*PAGE EXCERPT*:
----------------

Broccoli Cauliflower Casserole

Recipe Cost $ $13.76
Serving Cost $ $1.37
Prep Time 15 minutes
Cook Time 25 minutes
Total Time 40 minutes
10 people
This Broccoli Cauliflower Casserole is some serious comfort food with its creamy, cheesy filling and buttery cracker crust.

Equipment

  • Medium bowl
  • Large Dutch oven or heavy-bottomed pot
  • whisk
  • 9×13-inch or 3-quart baking dish
  • mixing spoon
  • measuring cups and spoons

Ingredients
 
 

  • 1 sleeve Saltine or RITZ Crackers crushed
  • 8 ounces freshly grated extra-sharp cheddar cheese (about 2 cups)

----------------

*RAW DATA*:
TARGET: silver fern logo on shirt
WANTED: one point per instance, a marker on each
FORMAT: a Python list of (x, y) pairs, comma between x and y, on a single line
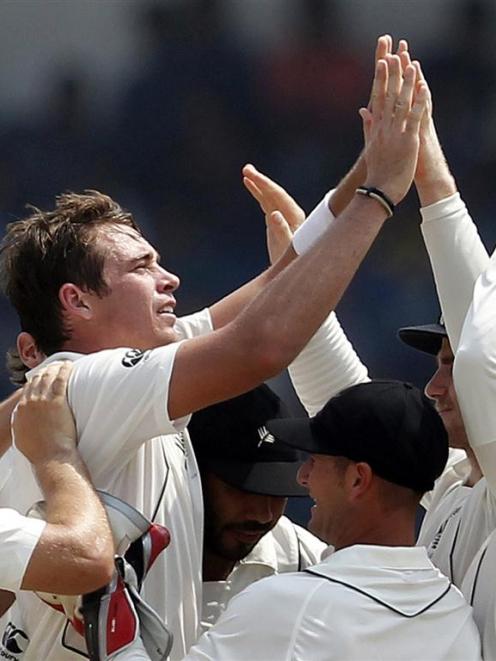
[(265, 436)]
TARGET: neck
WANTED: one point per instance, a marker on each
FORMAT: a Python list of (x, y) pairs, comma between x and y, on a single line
[(393, 529), (215, 567)]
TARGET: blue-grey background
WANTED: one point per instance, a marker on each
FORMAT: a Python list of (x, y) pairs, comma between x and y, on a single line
[(161, 103)]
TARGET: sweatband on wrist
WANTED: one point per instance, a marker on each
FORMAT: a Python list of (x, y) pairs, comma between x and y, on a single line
[(314, 226), (376, 194)]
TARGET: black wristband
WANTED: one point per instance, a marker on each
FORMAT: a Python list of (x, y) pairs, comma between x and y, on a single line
[(379, 196)]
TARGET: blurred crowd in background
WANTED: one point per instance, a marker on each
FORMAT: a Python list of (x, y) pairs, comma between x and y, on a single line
[(168, 140)]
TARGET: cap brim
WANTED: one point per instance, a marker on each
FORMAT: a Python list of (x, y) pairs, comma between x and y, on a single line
[(426, 338), (268, 478), (295, 432)]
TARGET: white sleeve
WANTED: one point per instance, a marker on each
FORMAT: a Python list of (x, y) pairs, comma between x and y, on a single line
[(327, 365), (119, 400), (19, 536), (457, 257), (474, 373), (310, 547), (193, 325), (314, 226)]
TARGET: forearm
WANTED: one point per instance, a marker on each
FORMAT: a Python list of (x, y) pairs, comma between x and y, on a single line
[(345, 190), (474, 374), (327, 365), (77, 531), (325, 271), (457, 257), (433, 179)]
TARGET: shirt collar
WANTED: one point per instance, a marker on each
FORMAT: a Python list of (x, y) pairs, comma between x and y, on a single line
[(369, 555), (59, 355), (264, 554)]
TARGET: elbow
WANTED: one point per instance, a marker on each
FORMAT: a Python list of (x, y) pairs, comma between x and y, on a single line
[(97, 568), (269, 359)]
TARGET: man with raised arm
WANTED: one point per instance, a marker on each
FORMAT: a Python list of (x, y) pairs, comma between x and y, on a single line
[(86, 283), (71, 551), (461, 510)]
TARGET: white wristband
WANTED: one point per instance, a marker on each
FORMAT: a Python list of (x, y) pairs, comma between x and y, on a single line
[(314, 226)]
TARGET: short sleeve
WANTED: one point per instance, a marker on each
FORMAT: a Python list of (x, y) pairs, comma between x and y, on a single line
[(119, 399), (194, 325), (19, 536)]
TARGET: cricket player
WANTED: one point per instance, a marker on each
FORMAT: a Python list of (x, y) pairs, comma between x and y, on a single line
[(373, 450), (246, 481), (87, 286), (72, 551)]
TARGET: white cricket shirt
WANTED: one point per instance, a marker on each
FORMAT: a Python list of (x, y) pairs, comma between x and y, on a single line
[(18, 538), (134, 451), (463, 517), (361, 603), (478, 589), (286, 548)]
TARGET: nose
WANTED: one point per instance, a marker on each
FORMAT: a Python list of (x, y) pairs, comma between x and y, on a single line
[(303, 473), (437, 384), (167, 281), (262, 508)]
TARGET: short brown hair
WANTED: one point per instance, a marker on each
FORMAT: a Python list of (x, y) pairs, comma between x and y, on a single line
[(49, 248)]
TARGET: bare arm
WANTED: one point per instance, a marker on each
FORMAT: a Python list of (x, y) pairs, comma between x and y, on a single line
[(455, 250), (74, 554), (273, 329)]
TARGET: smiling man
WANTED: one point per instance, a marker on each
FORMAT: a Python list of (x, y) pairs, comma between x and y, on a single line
[(374, 450), (87, 286)]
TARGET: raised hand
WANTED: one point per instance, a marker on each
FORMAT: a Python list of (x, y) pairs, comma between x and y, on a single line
[(283, 215), (43, 424), (392, 137)]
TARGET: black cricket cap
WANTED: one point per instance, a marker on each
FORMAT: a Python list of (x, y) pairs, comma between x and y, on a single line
[(427, 338), (231, 440), (390, 425)]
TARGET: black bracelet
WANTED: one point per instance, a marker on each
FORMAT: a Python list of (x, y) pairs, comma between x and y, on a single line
[(377, 194)]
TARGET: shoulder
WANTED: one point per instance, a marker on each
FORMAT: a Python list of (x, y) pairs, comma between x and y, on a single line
[(295, 542)]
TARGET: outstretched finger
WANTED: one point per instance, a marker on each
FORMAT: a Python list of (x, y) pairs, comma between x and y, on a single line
[(367, 118), (404, 101), (418, 110), (383, 47), (421, 81), (378, 96), (394, 83), (253, 189), (279, 235)]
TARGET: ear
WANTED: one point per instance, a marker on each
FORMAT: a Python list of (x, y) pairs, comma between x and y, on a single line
[(75, 301), (359, 480), (29, 353)]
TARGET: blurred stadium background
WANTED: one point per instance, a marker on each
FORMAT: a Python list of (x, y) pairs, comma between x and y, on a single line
[(161, 103)]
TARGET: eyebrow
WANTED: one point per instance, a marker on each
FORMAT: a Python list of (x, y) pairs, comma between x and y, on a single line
[(147, 256)]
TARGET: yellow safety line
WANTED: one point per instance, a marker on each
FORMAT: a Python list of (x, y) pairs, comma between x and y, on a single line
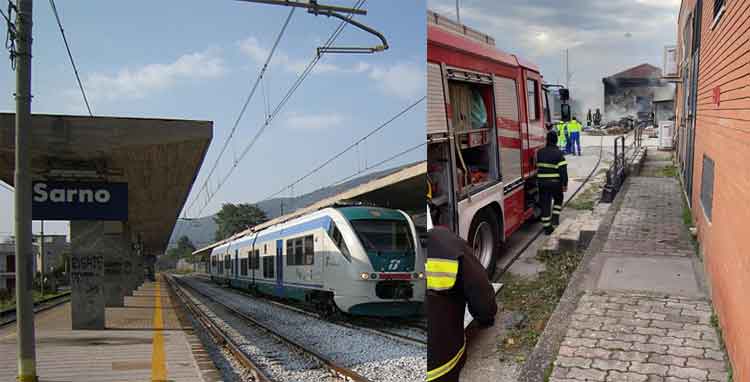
[(158, 360)]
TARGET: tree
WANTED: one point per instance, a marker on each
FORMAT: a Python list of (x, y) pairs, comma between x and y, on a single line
[(233, 218)]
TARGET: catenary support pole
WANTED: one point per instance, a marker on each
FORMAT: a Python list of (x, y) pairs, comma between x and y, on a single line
[(24, 249)]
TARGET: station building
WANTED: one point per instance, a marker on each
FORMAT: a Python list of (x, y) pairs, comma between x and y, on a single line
[(713, 151), (121, 182)]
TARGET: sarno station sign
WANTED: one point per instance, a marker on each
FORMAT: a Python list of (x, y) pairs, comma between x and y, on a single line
[(79, 201)]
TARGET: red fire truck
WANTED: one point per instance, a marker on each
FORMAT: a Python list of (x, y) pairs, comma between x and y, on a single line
[(486, 118)]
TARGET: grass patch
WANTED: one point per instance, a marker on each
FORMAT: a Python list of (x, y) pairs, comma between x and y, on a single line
[(717, 326), (587, 199), (537, 299), (669, 171)]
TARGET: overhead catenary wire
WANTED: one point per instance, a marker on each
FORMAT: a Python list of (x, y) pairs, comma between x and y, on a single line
[(300, 79), (355, 144), (70, 56), (249, 97), (378, 164)]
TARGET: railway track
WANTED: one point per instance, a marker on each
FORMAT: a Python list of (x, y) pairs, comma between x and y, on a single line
[(408, 331), (536, 236), (299, 355), (8, 316), (346, 353)]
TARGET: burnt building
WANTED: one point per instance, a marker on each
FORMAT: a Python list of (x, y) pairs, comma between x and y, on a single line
[(632, 92)]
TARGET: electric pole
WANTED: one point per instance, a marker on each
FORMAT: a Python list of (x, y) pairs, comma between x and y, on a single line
[(458, 13), (41, 259), (568, 74), (24, 248)]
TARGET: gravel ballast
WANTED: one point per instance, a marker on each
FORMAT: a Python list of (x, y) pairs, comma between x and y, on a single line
[(376, 357)]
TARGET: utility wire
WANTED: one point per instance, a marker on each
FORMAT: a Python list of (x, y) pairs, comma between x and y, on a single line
[(70, 55), (347, 149), (389, 159), (244, 106), (300, 79)]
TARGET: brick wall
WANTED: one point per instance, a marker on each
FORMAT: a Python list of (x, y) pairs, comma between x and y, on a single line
[(723, 134)]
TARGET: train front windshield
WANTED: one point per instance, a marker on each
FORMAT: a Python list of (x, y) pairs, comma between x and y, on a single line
[(384, 235)]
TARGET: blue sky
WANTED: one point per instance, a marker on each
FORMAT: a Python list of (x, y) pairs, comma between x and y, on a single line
[(186, 60)]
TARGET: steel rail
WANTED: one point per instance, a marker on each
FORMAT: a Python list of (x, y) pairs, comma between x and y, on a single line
[(220, 338), (343, 371), (346, 324)]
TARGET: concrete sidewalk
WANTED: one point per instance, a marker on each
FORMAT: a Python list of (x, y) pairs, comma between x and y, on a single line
[(643, 312)]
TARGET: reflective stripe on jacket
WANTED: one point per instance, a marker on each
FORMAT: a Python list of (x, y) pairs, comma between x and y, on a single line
[(441, 273), (551, 165), (455, 280)]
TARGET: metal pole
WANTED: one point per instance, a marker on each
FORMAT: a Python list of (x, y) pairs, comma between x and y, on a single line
[(458, 13), (41, 260), (24, 249), (567, 68)]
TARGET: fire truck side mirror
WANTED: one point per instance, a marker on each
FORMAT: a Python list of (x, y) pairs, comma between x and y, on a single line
[(565, 112), (564, 94)]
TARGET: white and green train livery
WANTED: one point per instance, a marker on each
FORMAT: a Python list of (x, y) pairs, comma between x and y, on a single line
[(359, 260)]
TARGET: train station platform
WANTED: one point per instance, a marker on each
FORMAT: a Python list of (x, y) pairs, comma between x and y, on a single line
[(149, 339)]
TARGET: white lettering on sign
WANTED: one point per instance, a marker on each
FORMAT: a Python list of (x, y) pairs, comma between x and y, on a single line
[(70, 195)]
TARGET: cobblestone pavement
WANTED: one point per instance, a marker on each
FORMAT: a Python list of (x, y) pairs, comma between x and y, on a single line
[(643, 335), (649, 221), (637, 337)]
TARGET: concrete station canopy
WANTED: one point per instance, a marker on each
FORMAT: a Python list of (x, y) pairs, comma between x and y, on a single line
[(404, 189), (158, 158)]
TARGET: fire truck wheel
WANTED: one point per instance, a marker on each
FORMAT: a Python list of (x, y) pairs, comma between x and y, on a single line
[(484, 238)]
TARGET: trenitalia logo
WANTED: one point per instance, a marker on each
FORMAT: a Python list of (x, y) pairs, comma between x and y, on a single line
[(42, 193), (79, 201)]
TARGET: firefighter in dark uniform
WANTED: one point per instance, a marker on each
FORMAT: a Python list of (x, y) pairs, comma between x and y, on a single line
[(455, 278), (552, 177)]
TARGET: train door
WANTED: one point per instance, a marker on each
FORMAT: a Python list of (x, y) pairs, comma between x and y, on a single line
[(314, 256), (280, 268), (236, 263)]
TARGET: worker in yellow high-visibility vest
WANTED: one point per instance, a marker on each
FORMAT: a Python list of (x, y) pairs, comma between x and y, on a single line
[(562, 136), (455, 280), (575, 128)]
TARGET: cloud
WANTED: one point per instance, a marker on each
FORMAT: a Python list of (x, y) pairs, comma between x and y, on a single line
[(138, 83), (314, 121), (403, 80), (604, 37), (252, 48)]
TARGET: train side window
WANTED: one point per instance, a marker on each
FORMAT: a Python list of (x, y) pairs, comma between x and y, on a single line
[(532, 100), (338, 239), (254, 259), (243, 267), (290, 252), (299, 252), (309, 250), (268, 264)]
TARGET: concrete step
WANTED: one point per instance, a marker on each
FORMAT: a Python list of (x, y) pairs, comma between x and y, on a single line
[(575, 234)]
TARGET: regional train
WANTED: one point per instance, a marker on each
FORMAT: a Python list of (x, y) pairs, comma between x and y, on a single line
[(364, 261)]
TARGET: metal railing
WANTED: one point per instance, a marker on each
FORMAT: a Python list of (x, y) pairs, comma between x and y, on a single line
[(619, 170)]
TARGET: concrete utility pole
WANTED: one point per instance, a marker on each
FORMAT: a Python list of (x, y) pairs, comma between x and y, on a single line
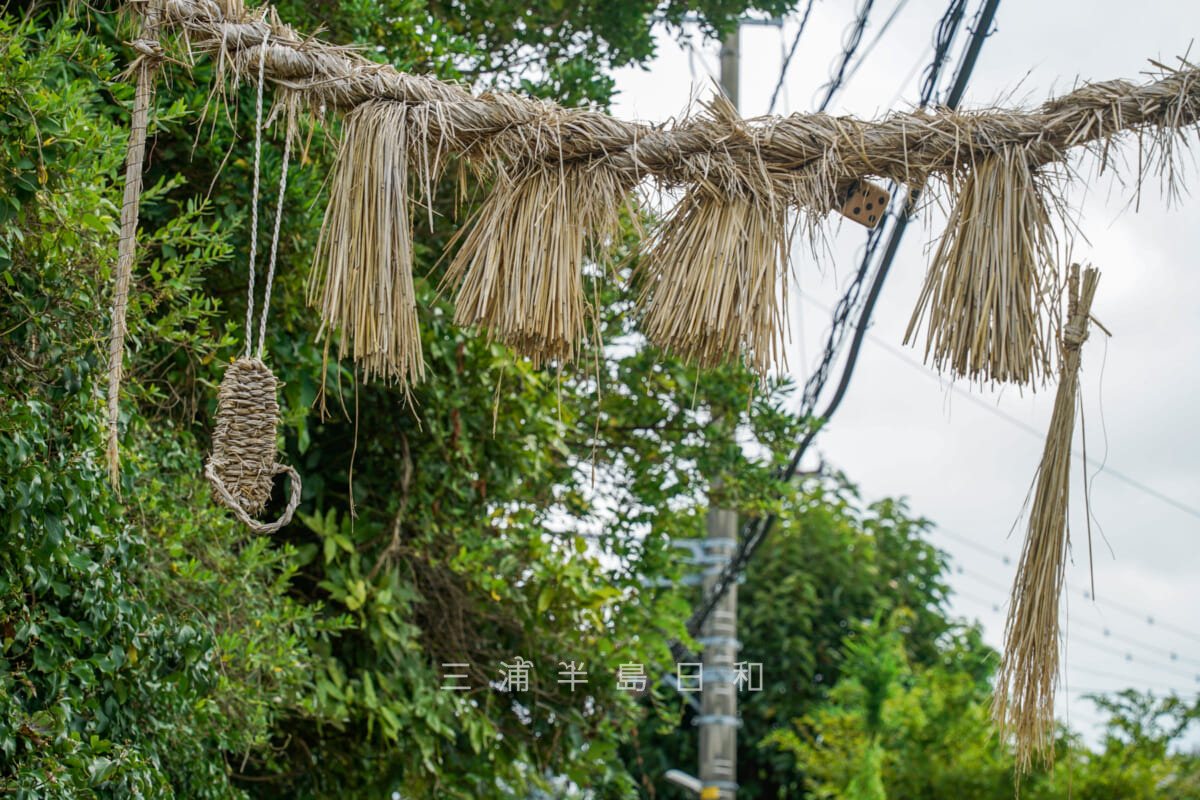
[(719, 695)]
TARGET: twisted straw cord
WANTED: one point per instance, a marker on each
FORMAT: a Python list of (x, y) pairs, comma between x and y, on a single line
[(253, 203), (904, 146), (135, 156), (275, 238)]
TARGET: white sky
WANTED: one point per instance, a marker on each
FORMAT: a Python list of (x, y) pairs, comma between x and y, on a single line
[(904, 432)]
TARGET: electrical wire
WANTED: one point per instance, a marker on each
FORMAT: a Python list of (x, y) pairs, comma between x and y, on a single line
[(787, 59)]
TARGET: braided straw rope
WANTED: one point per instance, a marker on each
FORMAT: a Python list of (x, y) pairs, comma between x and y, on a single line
[(241, 468)]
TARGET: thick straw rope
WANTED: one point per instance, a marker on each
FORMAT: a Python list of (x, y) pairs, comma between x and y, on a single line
[(241, 468)]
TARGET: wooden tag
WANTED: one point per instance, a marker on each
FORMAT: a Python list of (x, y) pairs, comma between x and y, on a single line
[(865, 204)]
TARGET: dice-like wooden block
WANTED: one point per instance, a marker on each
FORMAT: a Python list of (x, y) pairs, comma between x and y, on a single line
[(865, 204)]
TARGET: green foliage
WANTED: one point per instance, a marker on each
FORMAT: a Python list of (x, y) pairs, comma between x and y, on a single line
[(155, 650)]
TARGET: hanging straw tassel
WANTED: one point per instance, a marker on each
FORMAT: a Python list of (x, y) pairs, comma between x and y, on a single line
[(520, 269), (364, 265), (241, 468), (713, 278), (1029, 672), (984, 292)]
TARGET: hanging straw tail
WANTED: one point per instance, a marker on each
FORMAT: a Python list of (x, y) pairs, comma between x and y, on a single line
[(241, 468), (983, 301), (1023, 704)]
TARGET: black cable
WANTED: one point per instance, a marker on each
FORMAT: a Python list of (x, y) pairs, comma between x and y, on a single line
[(887, 24), (850, 43), (756, 529), (787, 60)]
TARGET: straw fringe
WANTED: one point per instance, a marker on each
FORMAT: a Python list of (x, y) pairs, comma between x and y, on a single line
[(520, 269), (714, 280), (1023, 704), (983, 298), (363, 274)]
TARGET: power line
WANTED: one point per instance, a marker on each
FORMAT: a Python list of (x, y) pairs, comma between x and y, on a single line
[(756, 530), (787, 60), (1179, 672)]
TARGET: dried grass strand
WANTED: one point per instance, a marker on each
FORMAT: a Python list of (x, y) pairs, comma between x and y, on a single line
[(519, 271), (1023, 704), (983, 300), (241, 468), (363, 271), (907, 148)]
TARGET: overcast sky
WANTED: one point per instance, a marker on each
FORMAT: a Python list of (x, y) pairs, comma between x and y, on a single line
[(965, 457)]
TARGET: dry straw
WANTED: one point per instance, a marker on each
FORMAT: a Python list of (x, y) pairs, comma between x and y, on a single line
[(241, 468), (713, 278), (363, 275), (1029, 672), (520, 268), (984, 294)]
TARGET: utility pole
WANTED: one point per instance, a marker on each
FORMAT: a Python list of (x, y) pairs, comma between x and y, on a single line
[(719, 720)]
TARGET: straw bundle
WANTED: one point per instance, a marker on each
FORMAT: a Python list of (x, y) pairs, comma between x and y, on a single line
[(713, 278), (983, 299), (241, 468), (520, 268), (364, 265), (1029, 672)]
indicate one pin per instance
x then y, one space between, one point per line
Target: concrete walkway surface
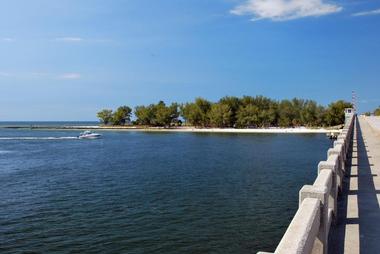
358 226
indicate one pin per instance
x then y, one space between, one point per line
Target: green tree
377 111
248 116
196 113
233 104
335 112
286 114
105 116
220 115
122 115
145 115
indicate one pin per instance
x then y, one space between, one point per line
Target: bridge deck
358 227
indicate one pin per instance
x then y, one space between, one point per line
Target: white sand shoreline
299 130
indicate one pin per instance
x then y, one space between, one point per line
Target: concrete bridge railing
308 231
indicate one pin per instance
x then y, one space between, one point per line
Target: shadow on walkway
358 226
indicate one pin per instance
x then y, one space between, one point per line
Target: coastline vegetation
230 112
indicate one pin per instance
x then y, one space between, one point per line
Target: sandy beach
183 129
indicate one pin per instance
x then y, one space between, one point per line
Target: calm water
134 192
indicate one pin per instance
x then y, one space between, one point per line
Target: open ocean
136 192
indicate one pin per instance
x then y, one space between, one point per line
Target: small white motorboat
89 135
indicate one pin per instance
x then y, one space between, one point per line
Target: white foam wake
38 138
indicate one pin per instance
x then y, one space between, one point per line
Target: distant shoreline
299 130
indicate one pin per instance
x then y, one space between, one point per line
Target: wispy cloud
71 75
367 13
6 39
69 39
282 10
4 74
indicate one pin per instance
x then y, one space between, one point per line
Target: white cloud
69 39
7 39
281 10
367 13
4 74
72 75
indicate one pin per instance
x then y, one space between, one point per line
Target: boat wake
38 138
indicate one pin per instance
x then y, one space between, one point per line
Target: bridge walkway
358 226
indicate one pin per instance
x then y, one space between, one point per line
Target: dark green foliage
197 113
105 116
245 112
157 114
377 111
335 112
122 115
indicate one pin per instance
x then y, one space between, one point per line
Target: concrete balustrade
317 211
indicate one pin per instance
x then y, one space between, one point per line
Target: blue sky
67 59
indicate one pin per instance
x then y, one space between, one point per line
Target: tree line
230 112
376 112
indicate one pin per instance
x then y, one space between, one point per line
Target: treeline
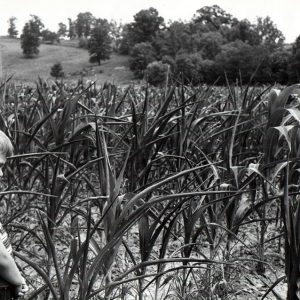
213 47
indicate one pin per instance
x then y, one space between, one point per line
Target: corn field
142 193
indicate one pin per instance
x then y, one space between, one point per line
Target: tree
71 31
147 23
99 44
210 44
12 31
269 35
49 37
36 25
84 24
238 60
157 73
141 55
62 30
30 37
188 68
177 37
116 34
243 30
213 17
57 70
294 65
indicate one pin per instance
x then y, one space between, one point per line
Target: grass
129 193
74 60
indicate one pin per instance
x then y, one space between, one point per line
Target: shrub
57 70
141 55
156 73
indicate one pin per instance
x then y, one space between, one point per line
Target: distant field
74 61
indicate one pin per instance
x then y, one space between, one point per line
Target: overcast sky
285 13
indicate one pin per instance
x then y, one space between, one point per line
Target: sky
284 13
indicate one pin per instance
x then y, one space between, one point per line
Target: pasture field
146 193
73 59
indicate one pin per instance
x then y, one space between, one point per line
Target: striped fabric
5 239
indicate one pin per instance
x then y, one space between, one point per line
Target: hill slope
75 61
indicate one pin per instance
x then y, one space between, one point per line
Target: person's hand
20 290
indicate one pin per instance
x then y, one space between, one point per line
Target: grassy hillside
75 61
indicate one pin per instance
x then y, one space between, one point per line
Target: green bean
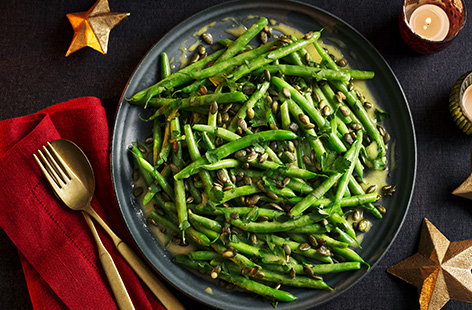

----------------

*WHAT NEEDS TO BE DONE*: Summarize the broccoli cauliflower casserole recipe above in two sentences.

*OUTPUT OF THE TASK*: The broccoli cauliflower casserole, described as comfort food with a creamy, cheesy filling and a buttery cracker crust, serves 10 and takes 15 minutes to prep and 25 minutes to cook, costing $13.76 in total or $1.37 per serving. It calls for equipment including a medium bowl, a large Dutch oven or heavy-bottomed pot, a whisk, and a 9×13-inch or 3-quart baking dish, and its ingredients start with a sleeve of crushed Saltine or RITZ crackers and 8 ounces of freshly grated extra-sharp cheddar.